## Brief
Every entry here needs to be repeated exactly.

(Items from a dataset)
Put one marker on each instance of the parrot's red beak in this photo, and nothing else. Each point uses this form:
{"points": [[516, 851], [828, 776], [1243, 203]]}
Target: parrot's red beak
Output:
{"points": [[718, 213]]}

## Task answer
Put one marker on each instance of the parrot's red beak in this photo, and nothing else. Each point uses this form:
{"points": [[516, 851], [828, 776], [1243, 203]]}
Target: parrot's red beak
Output:
{"points": [[718, 213]]}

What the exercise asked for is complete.